_SHORT EXERCISE:_ Convert every line of the entries below into a Markdown table with the columns "Row" and "Line". Give each line its own numbered row and leave out blank lines.
+++ DATASET CONTENT
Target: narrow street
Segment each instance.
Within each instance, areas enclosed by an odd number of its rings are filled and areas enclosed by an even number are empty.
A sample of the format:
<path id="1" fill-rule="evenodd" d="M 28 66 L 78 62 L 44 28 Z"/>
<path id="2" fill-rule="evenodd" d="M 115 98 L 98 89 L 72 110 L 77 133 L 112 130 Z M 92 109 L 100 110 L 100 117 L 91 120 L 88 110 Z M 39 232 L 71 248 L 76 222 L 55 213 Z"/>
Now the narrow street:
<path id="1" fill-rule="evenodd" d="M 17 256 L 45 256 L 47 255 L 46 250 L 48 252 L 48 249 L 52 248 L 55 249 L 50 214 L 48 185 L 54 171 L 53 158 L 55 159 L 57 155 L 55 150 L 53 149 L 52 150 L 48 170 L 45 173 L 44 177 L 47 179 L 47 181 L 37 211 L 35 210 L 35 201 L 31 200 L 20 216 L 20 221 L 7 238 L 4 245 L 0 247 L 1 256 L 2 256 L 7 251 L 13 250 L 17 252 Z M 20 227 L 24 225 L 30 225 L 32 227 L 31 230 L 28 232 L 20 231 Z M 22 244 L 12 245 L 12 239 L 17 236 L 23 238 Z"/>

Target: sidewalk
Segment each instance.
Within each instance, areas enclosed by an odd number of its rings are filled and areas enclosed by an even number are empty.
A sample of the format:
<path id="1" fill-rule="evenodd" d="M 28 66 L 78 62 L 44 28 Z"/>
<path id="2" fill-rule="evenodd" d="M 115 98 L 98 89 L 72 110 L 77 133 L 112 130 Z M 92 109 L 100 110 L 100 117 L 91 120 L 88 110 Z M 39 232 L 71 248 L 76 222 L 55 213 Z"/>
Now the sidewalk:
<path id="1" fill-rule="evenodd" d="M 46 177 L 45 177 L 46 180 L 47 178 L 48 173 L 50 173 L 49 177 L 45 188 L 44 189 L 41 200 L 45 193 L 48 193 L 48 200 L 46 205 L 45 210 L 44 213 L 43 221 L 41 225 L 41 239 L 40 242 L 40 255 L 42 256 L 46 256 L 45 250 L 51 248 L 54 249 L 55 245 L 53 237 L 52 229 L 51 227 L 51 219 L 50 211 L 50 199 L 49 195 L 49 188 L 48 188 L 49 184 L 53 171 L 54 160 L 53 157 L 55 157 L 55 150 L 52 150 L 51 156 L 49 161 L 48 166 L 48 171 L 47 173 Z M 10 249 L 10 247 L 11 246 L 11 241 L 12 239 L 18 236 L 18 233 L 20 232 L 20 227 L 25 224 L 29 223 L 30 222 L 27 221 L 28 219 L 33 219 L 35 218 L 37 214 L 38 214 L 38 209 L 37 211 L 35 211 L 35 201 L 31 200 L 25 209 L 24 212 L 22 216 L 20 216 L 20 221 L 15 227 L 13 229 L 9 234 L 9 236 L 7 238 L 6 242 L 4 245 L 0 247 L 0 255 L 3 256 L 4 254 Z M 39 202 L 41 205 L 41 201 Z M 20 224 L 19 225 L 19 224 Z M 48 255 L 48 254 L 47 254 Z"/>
++++++
_ANSWER TO THE PROBLEM:_
| Row | Line |
|---|---|
| 1 | Target: narrow street |
| 2 | Segment each instance. |
| 3 | Within each instance, areas enclosed by an odd number of its rings are filled and areas enclosed by an even number are empty. |
| 4 | A sample of the format: |
| 5 | <path id="1" fill-rule="evenodd" d="M 28 66 L 78 62 L 44 28 Z"/> |
| 6 | <path id="2" fill-rule="evenodd" d="M 115 98 L 98 89 L 72 110 L 77 133 L 112 130 Z M 92 109 L 100 110 L 100 117 L 91 120 L 88 110 Z M 39 232 L 71 248 L 76 222 L 55 213 Z"/> |
| 7 | Now the narrow street: |
| 8 | <path id="1" fill-rule="evenodd" d="M 17 256 L 45 256 L 47 255 L 46 250 L 48 252 L 48 249 L 52 248 L 55 249 L 50 214 L 48 185 L 54 171 L 53 158 L 55 159 L 57 155 L 55 150 L 53 149 L 52 150 L 48 170 L 45 173 L 44 177 L 47 179 L 47 181 L 37 211 L 35 210 L 35 201 L 31 200 L 20 216 L 20 221 L 7 238 L 4 245 L 0 247 L 1 256 L 2 256 L 7 251 L 13 250 L 17 252 Z M 20 227 L 24 225 L 30 225 L 32 227 L 31 230 L 28 232 L 20 231 Z M 22 244 L 12 245 L 12 239 L 17 236 L 23 238 Z"/> |
| 9 | Target: sidewalk |
| 10 | Segment each instance. |
| 11 | Within each instance, areas enclosed by an odd number of its rings are filled and areas enclosed by an even number are empty. |
| 12 | A sample of the format: |
| 13 | <path id="1" fill-rule="evenodd" d="M 28 66 L 78 62 L 44 28 Z"/> |
| 14 | <path id="2" fill-rule="evenodd" d="M 115 98 L 98 89 L 72 110 L 77 133 L 112 130 Z M 92 109 L 100 110 L 100 117 L 91 120 L 88 110 Z M 39 232 L 71 248 L 76 222 L 55 213 Z"/> |
| 15 | Now the sidewalk: |
| 16 | <path id="1" fill-rule="evenodd" d="M 46 177 L 45 177 L 46 180 L 47 178 L 48 173 L 50 173 L 49 177 L 45 188 L 44 189 L 41 200 L 45 193 L 48 193 L 48 200 L 46 205 L 45 210 L 44 213 L 43 221 L 41 225 L 41 239 L 40 242 L 40 255 L 42 256 L 46 256 L 45 250 L 51 248 L 54 249 L 55 245 L 53 237 L 52 229 L 51 227 L 51 219 L 50 211 L 50 199 L 49 195 L 49 188 L 48 188 L 49 184 L 53 171 L 54 160 L 53 157 L 55 157 L 55 150 L 52 150 L 51 156 L 49 161 L 48 166 L 48 171 L 47 173 Z M 10 249 L 10 247 L 11 246 L 11 241 L 12 239 L 18 236 L 18 233 L 20 232 L 20 227 L 25 224 L 29 223 L 30 222 L 27 221 L 28 219 L 33 219 L 35 218 L 37 214 L 38 214 L 38 209 L 37 211 L 35 211 L 35 201 L 31 200 L 25 209 L 24 212 L 22 216 L 20 216 L 20 221 L 15 227 L 13 229 L 9 234 L 9 236 L 7 238 L 6 242 L 4 245 L 0 247 L 0 255 L 3 256 L 4 254 Z M 39 202 L 41 205 L 41 201 Z M 20 224 L 19 225 L 19 224 Z M 48 255 L 48 254 L 47 254 Z"/> |